TASK DIRECTIONS: Return every line of the entries below that contains the word "sink". Matching is case-sensitive.

★ ★ ★ ★ ★ ★ ★

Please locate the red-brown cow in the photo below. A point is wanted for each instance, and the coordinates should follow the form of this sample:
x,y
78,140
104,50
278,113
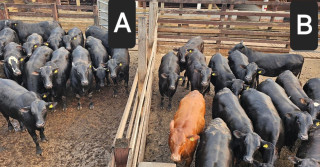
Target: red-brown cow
x,y
187,124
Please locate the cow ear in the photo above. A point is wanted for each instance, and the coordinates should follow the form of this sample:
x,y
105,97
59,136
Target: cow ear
x,y
261,71
238,134
294,159
171,125
51,104
25,109
193,137
164,75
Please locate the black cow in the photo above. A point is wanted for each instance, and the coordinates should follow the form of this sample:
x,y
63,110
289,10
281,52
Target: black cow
x,y
99,34
33,42
26,107
215,145
294,90
31,78
55,74
296,123
99,57
199,74
273,64
55,39
26,29
309,152
118,67
168,74
73,39
13,62
7,35
265,119
242,69
222,75
81,75
193,43
245,142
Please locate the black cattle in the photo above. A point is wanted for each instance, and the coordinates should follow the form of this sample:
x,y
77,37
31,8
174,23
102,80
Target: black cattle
x,y
265,119
118,67
55,74
33,42
73,39
294,90
26,29
312,89
31,78
26,107
296,123
99,57
55,39
242,69
308,154
199,74
222,75
245,142
99,34
168,74
215,146
13,62
273,64
81,75
7,35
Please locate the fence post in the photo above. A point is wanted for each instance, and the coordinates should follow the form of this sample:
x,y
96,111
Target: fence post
x,y
142,52
55,12
6,13
96,15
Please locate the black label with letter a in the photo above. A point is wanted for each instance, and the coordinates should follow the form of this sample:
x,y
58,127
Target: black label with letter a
x,y
122,23
304,25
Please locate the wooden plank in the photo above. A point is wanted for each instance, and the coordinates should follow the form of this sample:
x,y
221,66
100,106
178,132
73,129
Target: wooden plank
x,y
239,23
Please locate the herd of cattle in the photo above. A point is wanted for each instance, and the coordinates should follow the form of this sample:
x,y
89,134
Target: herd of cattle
x,y
248,116
40,58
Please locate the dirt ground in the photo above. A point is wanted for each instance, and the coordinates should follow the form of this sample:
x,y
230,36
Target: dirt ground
x,y
157,149
76,138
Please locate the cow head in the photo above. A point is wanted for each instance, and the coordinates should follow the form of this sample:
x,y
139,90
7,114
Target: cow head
x,y
100,74
172,80
82,71
178,141
29,47
252,70
303,122
240,46
38,110
251,142
304,162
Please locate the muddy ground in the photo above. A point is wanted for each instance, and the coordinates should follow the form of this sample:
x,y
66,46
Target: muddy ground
x,y
76,138
157,149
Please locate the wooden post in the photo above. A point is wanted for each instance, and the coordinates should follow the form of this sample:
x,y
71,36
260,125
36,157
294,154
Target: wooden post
x,y
6,13
96,15
54,12
142,52
153,10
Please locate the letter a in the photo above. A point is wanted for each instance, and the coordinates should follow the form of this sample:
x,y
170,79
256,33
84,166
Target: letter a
x,y
125,25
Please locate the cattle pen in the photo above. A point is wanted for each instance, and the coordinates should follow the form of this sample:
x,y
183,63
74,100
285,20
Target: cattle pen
x,y
139,129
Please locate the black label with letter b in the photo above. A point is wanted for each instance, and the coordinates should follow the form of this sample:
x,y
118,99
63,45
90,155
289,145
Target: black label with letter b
x,y
122,23
304,25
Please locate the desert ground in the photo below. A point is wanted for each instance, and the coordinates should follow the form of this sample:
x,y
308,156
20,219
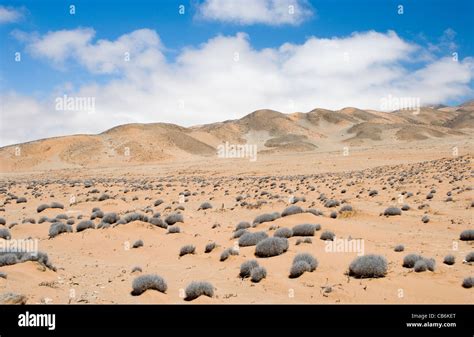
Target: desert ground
x,y
342,172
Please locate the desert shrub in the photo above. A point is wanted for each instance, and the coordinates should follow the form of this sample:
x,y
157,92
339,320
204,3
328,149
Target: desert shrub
x,y
449,259
97,214
331,203
251,239
293,209
83,225
246,268
158,222
204,206
470,257
305,229
399,248
308,258
368,266
188,249
137,244
299,268
111,218
468,282
467,235
267,217
271,247
391,211
55,204
242,225
145,282
5,234
174,218
257,274
228,252
283,232
210,247
42,207
410,260
238,233
198,288
327,235
420,266
346,208
57,228
174,229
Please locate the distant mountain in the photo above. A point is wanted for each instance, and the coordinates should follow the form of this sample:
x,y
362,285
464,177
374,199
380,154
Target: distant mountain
x,y
271,131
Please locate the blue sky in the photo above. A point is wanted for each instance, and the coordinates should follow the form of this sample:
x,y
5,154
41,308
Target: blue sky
x,y
426,33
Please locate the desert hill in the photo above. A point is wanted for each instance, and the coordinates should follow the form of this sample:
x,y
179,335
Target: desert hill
x,y
271,131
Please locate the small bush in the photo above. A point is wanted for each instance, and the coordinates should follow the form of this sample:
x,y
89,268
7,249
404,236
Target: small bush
x,y
174,218
246,268
173,229
305,229
145,282
242,225
57,228
308,258
368,266
204,206
188,249
327,235
399,248
468,282
299,268
410,260
470,257
210,247
5,234
251,239
283,233
138,244
291,210
83,225
467,235
257,274
391,211
111,218
196,289
449,260
420,266
271,247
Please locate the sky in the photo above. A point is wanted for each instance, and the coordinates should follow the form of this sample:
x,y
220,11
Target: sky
x,y
203,61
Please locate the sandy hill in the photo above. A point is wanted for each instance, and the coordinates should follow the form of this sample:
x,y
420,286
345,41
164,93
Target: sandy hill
x,y
271,131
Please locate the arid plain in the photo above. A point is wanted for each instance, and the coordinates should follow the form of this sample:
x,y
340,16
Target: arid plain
x,y
340,170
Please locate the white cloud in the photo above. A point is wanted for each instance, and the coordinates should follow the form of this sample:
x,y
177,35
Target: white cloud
x,y
9,14
248,12
227,78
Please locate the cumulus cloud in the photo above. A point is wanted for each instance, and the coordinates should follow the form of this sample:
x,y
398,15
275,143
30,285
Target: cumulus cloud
x,y
10,14
248,12
226,78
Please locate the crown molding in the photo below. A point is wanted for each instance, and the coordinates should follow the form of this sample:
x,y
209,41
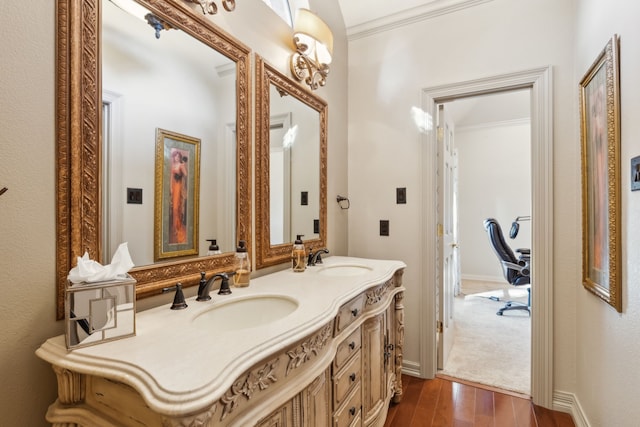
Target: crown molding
x,y
409,16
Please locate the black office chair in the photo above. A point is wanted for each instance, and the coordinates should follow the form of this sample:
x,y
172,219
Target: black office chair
x,y
516,270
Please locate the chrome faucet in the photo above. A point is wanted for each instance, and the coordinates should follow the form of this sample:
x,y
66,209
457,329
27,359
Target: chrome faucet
x,y
205,286
315,257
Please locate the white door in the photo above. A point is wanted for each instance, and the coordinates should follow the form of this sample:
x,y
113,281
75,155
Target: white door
x,y
447,246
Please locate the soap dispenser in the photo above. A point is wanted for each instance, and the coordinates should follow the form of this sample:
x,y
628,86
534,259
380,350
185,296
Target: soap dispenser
x,y
242,266
298,255
213,247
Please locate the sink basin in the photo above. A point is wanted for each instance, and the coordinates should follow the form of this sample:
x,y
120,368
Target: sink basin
x,y
249,312
344,270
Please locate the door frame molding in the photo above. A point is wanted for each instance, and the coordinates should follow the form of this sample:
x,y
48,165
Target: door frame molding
x,y
538,80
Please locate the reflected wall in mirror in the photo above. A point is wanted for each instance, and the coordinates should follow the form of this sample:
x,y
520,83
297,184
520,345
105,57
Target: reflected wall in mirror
x,y
291,170
85,174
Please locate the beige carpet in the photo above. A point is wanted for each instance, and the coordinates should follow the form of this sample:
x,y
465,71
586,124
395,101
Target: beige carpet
x,y
490,349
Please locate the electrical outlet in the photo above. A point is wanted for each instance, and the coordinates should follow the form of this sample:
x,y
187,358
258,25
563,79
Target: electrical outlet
x,y
401,196
134,196
384,227
635,173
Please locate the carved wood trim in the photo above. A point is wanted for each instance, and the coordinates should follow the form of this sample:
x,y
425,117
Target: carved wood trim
x,y
71,386
376,295
78,136
399,346
266,254
309,348
198,420
256,380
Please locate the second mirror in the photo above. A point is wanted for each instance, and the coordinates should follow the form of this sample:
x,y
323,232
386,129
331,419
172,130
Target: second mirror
x,y
291,149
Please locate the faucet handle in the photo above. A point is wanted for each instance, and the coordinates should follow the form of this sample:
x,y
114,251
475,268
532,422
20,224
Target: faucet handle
x,y
224,286
178,300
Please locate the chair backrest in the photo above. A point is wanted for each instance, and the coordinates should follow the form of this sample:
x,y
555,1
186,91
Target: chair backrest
x,y
503,251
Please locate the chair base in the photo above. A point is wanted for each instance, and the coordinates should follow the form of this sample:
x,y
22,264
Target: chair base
x,y
514,305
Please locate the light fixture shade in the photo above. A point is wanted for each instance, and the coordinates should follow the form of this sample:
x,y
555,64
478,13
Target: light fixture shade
x,y
133,8
315,33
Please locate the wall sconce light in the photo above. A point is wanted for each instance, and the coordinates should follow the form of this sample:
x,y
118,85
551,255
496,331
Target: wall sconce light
x,y
314,47
209,6
143,14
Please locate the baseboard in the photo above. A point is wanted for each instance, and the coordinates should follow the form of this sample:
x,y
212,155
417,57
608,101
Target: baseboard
x,y
411,368
480,278
568,402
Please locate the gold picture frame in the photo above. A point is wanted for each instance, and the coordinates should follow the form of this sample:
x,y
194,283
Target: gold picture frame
x,y
177,192
600,139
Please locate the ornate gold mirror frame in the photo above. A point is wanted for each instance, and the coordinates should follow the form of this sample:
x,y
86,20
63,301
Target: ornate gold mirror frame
x,y
266,75
78,116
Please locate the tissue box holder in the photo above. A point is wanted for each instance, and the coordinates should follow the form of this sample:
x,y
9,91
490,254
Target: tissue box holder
x,y
99,312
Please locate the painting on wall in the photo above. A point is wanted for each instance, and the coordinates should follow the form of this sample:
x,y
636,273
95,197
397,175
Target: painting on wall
x,y
177,182
600,137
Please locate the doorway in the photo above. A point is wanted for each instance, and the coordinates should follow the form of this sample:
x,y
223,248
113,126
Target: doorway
x,y
539,82
489,137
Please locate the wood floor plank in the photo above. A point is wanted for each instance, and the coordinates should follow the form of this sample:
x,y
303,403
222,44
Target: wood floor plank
x,y
406,409
523,410
464,405
426,408
441,402
503,410
563,419
443,416
484,413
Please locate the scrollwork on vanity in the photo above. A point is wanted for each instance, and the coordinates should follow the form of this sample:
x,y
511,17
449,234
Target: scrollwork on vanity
x,y
343,372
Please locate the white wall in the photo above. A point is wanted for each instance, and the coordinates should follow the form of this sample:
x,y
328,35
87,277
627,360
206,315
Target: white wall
x,y
494,180
607,358
27,118
386,74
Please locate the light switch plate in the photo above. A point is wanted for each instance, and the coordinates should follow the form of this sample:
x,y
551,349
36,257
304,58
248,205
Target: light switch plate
x,y
384,227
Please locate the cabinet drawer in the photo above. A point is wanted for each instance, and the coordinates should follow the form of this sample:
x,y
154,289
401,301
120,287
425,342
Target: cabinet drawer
x,y
349,313
347,348
348,415
346,379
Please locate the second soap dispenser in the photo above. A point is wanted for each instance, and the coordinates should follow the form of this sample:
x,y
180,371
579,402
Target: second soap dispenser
x,y
242,266
298,255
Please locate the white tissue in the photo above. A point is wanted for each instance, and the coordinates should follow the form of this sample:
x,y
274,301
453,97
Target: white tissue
x,y
90,271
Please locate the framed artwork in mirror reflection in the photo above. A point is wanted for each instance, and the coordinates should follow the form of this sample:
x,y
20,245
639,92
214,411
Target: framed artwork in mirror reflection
x,y
177,190
600,134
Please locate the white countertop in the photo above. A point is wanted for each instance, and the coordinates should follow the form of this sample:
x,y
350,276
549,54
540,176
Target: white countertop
x,y
177,366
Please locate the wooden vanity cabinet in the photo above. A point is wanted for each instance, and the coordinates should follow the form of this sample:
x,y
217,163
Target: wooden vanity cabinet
x,y
344,374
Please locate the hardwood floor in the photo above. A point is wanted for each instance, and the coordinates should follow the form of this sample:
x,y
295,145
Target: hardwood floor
x,y
441,402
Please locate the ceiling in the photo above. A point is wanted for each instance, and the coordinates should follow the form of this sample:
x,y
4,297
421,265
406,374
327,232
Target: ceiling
x,y
365,17
356,12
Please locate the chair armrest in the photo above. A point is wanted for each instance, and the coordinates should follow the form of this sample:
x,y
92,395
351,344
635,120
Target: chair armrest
x,y
522,269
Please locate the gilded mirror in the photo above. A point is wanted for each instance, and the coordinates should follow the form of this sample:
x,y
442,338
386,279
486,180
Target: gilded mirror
x,y
80,186
291,167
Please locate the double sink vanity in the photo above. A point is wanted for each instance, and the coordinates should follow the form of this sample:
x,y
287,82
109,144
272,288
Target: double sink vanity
x,y
318,348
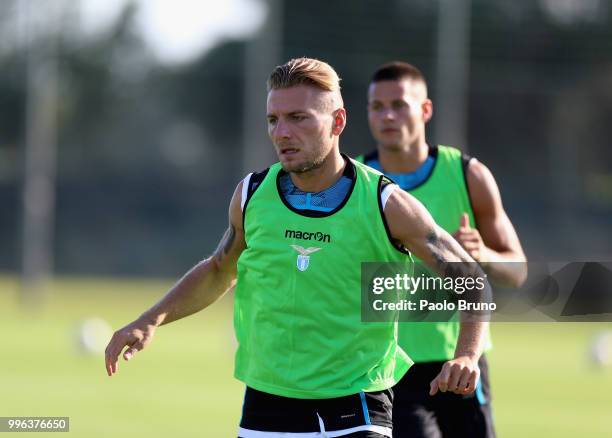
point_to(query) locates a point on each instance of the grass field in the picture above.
(182, 386)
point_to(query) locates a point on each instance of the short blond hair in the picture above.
(304, 71)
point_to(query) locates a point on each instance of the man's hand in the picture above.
(459, 376)
(470, 239)
(135, 336)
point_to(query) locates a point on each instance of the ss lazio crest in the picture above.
(304, 259)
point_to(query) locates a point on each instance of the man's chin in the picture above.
(297, 166)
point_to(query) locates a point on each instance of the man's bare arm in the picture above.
(201, 286)
(495, 243)
(411, 225)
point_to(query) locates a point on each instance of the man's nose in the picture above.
(281, 130)
(387, 114)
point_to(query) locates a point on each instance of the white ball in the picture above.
(601, 348)
(93, 335)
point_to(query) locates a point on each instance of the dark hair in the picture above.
(396, 71)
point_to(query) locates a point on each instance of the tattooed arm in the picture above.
(411, 225)
(197, 289)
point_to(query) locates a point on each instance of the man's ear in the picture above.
(339, 121)
(427, 110)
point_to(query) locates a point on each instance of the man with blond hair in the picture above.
(298, 232)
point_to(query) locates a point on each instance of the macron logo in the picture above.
(306, 235)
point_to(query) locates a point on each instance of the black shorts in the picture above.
(363, 415)
(417, 414)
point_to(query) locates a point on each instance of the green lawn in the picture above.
(182, 386)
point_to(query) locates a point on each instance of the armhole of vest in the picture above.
(249, 185)
(370, 156)
(384, 182)
(465, 163)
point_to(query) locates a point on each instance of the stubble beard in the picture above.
(309, 164)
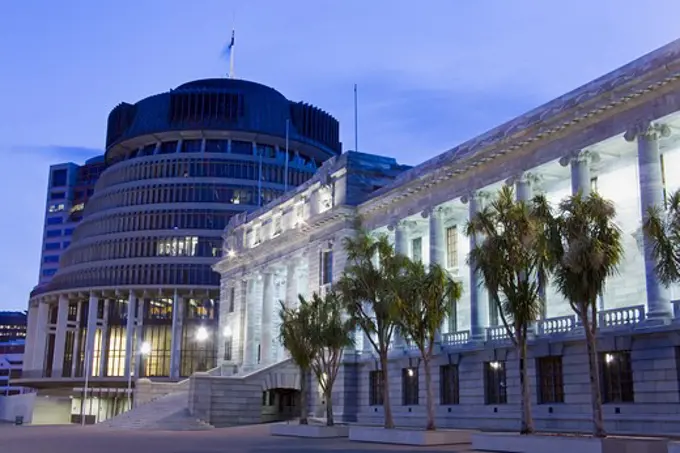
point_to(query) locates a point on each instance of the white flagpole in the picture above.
(356, 121)
(285, 182)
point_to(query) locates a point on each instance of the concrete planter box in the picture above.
(537, 443)
(315, 431)
(408, 436)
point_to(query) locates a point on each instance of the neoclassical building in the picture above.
(617, 135)
(135, 294)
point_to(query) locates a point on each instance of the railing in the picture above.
(498, 333)
(618, 317)
(560, 324)
(456, 338)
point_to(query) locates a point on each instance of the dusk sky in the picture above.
(431, 74)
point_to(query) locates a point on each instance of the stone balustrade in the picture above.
(558, 325)
(618, 317)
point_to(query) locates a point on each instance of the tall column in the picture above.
(176, 341)
(437, 243)
(103, 354)
(139, 334)
(579, 163)
(651, 195)
(88, 355)
(479, 303)
(292, 283)
(60, 337)
(129, 334)
(267, 313)
(39, 337)
(250, 355)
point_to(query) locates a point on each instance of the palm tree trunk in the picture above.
(329, 406)
(303, 397)
(593, 369)
(428, 394)
(527, 424)
(387, 406)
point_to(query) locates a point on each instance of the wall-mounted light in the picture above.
(202, 334)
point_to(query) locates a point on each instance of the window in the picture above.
(375, 388)
(617, 377)
(326, 267)
(550, 386)
(452, 247)
(54, 220)
(58, 178)
(53, 233)
(227, 348)
(409, 386)
(495, 390)
(448, 384)
(417, 249)
(232, 299)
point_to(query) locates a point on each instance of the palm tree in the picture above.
(295, 334)
(366, 287)
(663, 228)
(331, 332)
(424, 299)
(586, 249)
(513, 261)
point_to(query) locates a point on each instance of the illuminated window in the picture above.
(495, 384)
(417, 249)
(452, 247)
(177, 246)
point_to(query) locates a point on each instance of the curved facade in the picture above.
(138, 270)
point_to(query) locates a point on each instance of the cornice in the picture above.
(571, 111)
(287, 242)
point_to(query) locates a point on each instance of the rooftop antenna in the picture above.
(230, 52)
(356, 121)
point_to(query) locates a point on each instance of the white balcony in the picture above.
(621, 317)
(558, 325)
(456, 338)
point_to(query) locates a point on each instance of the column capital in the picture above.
(401, 224)
(583, 155)
(473, 195)
(523, 177)
(648, 130)
(436, 211)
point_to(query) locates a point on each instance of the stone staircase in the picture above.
(166, 413)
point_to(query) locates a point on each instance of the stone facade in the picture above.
(614, 135)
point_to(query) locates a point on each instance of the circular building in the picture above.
(135, 289)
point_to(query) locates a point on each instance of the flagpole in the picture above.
(285, 181)
(356, 121)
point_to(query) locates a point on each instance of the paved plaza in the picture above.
(245, 439)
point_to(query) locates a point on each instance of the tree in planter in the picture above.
(366, 287)
(512, 257)
(424, 299)
(586, 249)
(664, 230)
(296, 335)
(331, 332)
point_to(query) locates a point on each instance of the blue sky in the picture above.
(430, 74)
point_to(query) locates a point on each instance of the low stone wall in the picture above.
(147, 390)
(237, 400)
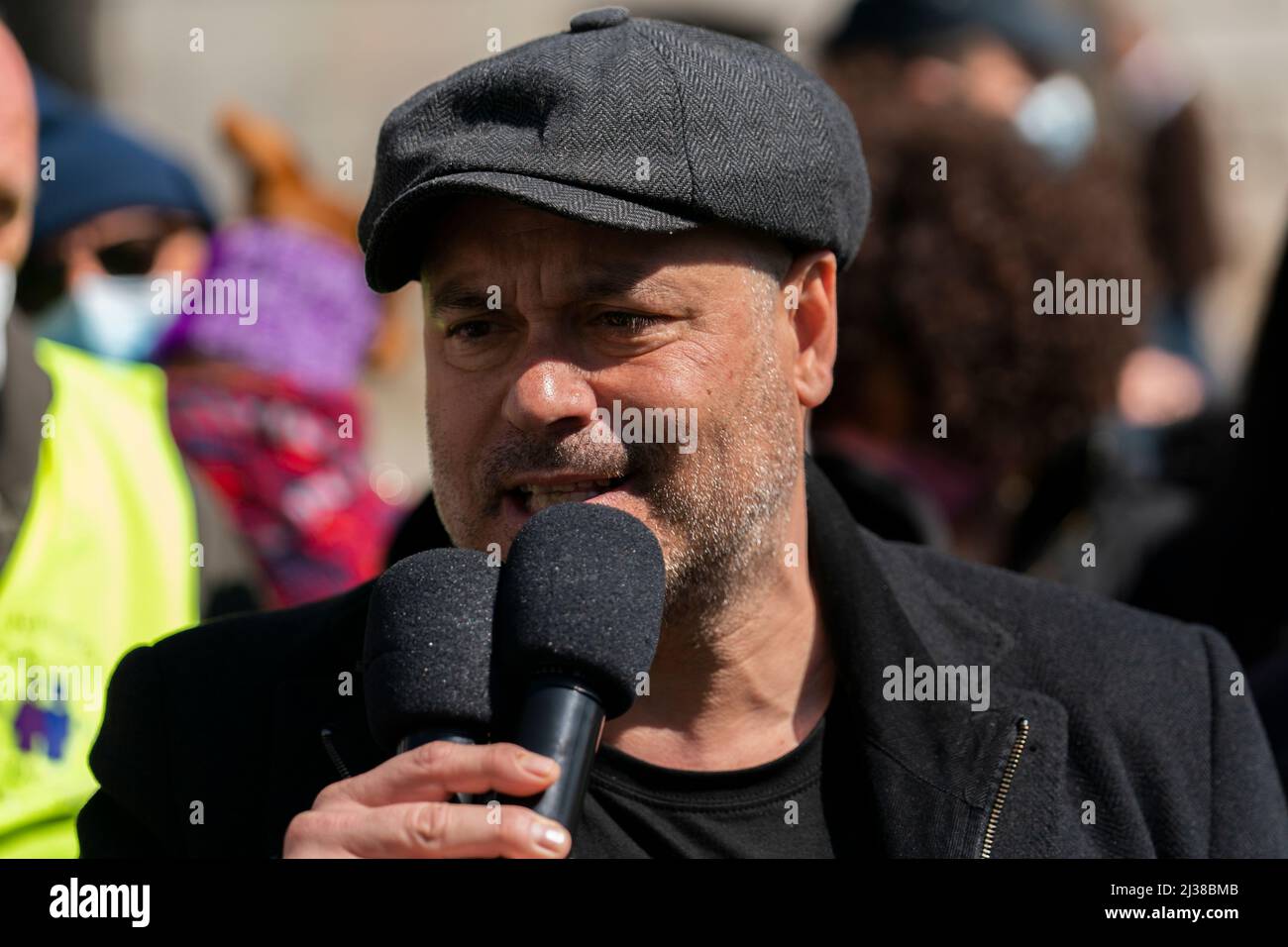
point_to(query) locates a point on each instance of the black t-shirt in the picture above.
(802, 805)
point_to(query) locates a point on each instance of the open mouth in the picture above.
(535, 497)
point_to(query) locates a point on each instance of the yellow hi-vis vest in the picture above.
(103, 562)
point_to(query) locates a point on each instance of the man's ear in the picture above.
(809, 298)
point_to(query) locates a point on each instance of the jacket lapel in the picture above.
(934, 767)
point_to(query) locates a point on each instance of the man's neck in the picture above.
(752, 685)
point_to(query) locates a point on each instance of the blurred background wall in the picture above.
(331, 69)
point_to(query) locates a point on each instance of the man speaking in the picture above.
(649, 215)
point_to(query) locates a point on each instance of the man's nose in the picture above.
(550, 392)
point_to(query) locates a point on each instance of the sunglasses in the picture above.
(44, 275)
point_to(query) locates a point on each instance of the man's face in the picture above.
(585, 316)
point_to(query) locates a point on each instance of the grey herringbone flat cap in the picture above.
(636, 124)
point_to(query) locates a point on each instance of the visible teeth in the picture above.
(539, 501)
(537, 496)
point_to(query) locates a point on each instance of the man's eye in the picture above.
(627, 321)
(469, 329)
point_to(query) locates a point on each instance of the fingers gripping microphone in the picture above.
(579, 612)
(428, 650)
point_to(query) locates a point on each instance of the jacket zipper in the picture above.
(334, 754)
(1013, 762)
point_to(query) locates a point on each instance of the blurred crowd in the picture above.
(138, 441)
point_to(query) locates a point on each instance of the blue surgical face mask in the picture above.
(110, 316)
(1059, 118)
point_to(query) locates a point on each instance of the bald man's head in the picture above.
(18, 127)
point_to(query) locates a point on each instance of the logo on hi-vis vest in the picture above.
(42, 729)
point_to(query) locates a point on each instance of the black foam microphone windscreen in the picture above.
(428, 650)
(581, 595)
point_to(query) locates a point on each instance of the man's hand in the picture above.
(400, 808)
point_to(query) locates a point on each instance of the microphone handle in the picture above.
(561, 719)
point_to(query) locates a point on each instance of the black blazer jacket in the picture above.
(215, 737)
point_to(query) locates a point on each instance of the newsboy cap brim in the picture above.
(400, 234)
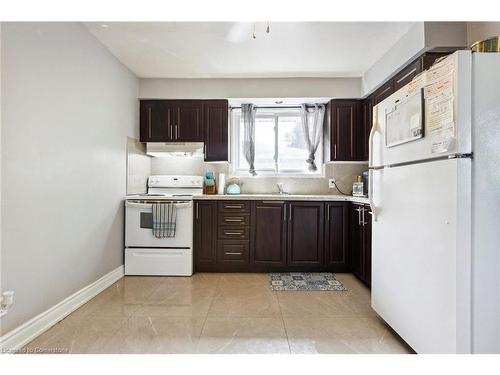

★ ★ ★ ★ ★ ★ ★

RESULT:
Please locate the sink basin in the photo above. A point is wanted for each instance, and the coordinates should follow the form of this sample:
Target: sink basin
Please locate the double sink vanity in the photo above. A point is wanted for each instance, and the coordinates should follow the form of this sample:
Target: double sink vanity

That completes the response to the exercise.